-- Data in this exercise start --
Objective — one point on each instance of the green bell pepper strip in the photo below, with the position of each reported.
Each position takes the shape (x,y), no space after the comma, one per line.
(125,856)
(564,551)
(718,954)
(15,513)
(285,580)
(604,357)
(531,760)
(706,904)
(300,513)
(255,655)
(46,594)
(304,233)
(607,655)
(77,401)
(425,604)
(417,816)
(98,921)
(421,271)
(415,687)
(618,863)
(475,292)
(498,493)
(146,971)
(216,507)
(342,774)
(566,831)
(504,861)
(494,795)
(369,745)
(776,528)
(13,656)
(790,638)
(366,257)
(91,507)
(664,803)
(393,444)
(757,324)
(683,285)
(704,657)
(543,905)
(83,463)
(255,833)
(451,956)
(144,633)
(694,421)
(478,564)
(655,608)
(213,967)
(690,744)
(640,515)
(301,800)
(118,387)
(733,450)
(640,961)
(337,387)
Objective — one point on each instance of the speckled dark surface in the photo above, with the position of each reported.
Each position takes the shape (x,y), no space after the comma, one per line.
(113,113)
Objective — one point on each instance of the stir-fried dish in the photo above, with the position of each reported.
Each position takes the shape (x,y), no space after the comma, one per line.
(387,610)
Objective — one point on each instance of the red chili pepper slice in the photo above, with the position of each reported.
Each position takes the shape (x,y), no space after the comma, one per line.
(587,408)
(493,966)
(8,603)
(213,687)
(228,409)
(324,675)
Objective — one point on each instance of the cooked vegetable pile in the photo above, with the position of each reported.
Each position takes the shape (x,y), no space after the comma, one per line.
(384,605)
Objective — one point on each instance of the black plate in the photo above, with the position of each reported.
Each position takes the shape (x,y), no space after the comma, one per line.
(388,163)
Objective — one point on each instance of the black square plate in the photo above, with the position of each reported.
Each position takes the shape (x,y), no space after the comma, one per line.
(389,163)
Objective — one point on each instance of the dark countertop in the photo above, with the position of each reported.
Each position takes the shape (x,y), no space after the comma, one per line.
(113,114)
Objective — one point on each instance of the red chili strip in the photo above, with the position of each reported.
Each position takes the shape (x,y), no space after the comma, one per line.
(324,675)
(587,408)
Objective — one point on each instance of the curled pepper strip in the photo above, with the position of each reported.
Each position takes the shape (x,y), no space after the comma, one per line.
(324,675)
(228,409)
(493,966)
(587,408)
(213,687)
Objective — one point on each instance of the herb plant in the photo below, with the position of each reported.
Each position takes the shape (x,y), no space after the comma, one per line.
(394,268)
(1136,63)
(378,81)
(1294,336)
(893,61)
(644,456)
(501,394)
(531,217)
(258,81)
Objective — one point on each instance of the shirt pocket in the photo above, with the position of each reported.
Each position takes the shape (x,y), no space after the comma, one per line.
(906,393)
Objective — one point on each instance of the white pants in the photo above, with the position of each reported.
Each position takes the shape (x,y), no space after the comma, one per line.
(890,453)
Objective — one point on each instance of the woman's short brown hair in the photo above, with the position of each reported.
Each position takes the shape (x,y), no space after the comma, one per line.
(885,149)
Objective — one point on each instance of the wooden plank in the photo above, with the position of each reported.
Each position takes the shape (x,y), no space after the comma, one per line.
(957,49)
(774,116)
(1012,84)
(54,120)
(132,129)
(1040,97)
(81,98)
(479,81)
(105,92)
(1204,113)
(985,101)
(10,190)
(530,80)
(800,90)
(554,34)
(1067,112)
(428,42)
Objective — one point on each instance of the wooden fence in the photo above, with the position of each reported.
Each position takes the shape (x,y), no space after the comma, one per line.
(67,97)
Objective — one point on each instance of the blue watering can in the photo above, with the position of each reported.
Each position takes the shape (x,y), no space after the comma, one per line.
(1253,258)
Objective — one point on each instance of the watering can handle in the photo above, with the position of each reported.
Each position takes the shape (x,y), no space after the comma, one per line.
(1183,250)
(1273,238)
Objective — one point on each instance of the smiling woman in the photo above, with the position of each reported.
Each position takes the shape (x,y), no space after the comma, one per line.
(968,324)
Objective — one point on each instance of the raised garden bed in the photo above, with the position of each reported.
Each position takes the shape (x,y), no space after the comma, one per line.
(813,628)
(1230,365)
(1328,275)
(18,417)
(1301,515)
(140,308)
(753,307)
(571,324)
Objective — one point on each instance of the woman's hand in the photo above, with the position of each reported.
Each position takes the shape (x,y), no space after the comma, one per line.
-- Data in this exercise end --
# [What needs to be done]
Each line of the material above must be retyped precisely.

# [Right answer]
Objective — one point on each instance of the green bell pepper strip in the photo below, with the position of each reported.
Each position takes the shape (x,y), no space after the comma, one per line.
(125,856)
(564,551)
(718,954)
(15,513)
(285,580)
(604,357)
(531,760)
(706,904)
(300,513)
(255,655)
(46,594)
(304,233)
(607,655)
(77,401)
(425,604)
(417,816)
(98,921)
(421,271)
(415,687)
(618,863)
(475,292)
(498,493)
(146,971)
(216,507)
(342,774)
(566,831)
(504,861)
(494,795)
(369,745)
(776,528)
(13,656)
(790,638)
(366,257)
(91,507)
(664,803)
(393,444)
(757,324)
(683,285)
(704,657)
(543,905)
(83,463)
(255,833)
(451,956)
(144,633)
(694,421)
(478,564)
(655,608)
(213,967)
(690,744)
(640,515)
(301,800)
(118,387)
(733,450)
(640,961)
(337,387)
Objective — one point on each instance of the speckled dark surface in the photo above, with the position of each reported.
Each position takes the shape (x,y), no space after the comma, one per line.
(113,113)
Objective — one point on each instance of the stir-fried dish in the photo above, with the position of each reported.
Each position takes the shape (x,y), no space after the comma, one per line.
(387,610)
Objective — one point on each instance of the red chili pepper slice in the photo above, with the position of each reported.
Each position takes the shape (x,y), no space after the comma, one per line.
(587,408)
(493,966)
(8,603)
(213,687)
(228,409)
(324,675)
Objective — one point on each instance of the cooked vegetable pile in the photo above, with the position of each reported.
Each position takes the shape (x,y), no space after the comma, one per line.
(384,605)
Objective — one point on each instance of the black plate in the photo above, with the position of each reported.
Each position takes the shape (x,y), no space after the comma, one per line.
(388,163)
Objective — one point on each instance of the black square plate in the photo above, with the position of each reported.
Each position takes the shape (x,y), no space after the comma, one per line.
(389,163)
Objective — one point on each instance of the dark countertop in the photo above, with the position of each reported.
Each position takes the shape (x,y), no space after the comma, one per line.
(113,114)
Objective — one point on each instance of the red chili strip in the photo above, with the position of each reported.
Each position takes the shape (x,y), no space after the comma, one per line.
(324,675)
(587,408)
Objective — one point on each instance of the curled pepper strip in the photo above, with the position of each reported.
Each position takes the shape (x,y), no space after the comma, one per line.
(324,675)
(228,409)
(493,966)
(587,408)
(213,687)
Objective — one point on each instance of the herb plant in the photo below, with the position of each reported.
Each position takes the shape (x,y), no space after the comma, one per line.
(394,268)
(1136,63)
(378,81)
(1294,336)
(893,61)
(644,456)
(501,394)
(531,217)
(258,81)
Objective — one point on each instance of the shirt pocket in the photo above, with the position of each reported.
Each position takes the shape (x,y), no space after the comma, one per line.
(906,393)
Objective — one point on each instance of the white pants in the photo above, with the position of each reported.
Each position takes the shape (x,y), no space after the comma, one per line.
(890,453)
Objective — one point on each instance of the woman's short brown hair in the photo above, with the position of each reported.
Each position takes the shape (x,y), no space after the comma, one per line.
(885,149)
Objective — one point on each instance of the wooden plank in the photo above, with the position of each reported.
Each position takes the shape (x,y), no space after the comma, one per line.
(957,49)
(774,116)
(1012,84)
(54,120)
(132,129)
(1040,97)
(81,98)
(479,81)
(105,92)
(1204,113)
(985,101)
(10,190)
(530,80)
(800,90)
(554,34)
(1067,112)
(428,42)
Objective — one point on each instance of the wooden fence in the photo above, with the position of each reported.
Each position takes the shape (x,y), no space after the comma, one per line.
(67,97)
Objective — one point on each instance of the blue watering can in the photo above, with the position of each reported.
Each position takes the shape (x,y), no space after the comma, one per line.
(1253,258)
Objective — one point on each instance of the watering can handle in the photo above, with the position of each reported.
Each position takes the shape (x,y), no space after the comma, one per line.
(1183,250)
(1273,238)
Objective — one point on each instance of the smiling woman in the photo above, with the position of each reported.
Each position takes the shape (x,y), no space after the comma, one per line.
(968,324)
Objective — one point on each instance of the raised garden bed in the photo above, with the position of each reported.
Each position takes the shape (x,y), no space after the comma, one per line.
(813,628)
(1230,365)
(1328,275)
(18,417)
(1301,515)
(140,308)
(753,307)
(571,324)
Objective — one point on each instance of the woman's hand in the photo above, with the position of each reported.
Each position takes the shape (x,y), no space after the comma, one per line.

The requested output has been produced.